__Goal of the exercise__. Take the line containing "Back: answer as" and all lines after it to the end of the records, and output them exactly.
(Records to process begins)
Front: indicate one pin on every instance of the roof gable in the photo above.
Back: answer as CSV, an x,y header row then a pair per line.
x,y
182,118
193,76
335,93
(Records to process ends)
__Answer section__.
Back: answer as CSV, an x,y header row then a pair per line.
x,y
182,118
193,76
335,93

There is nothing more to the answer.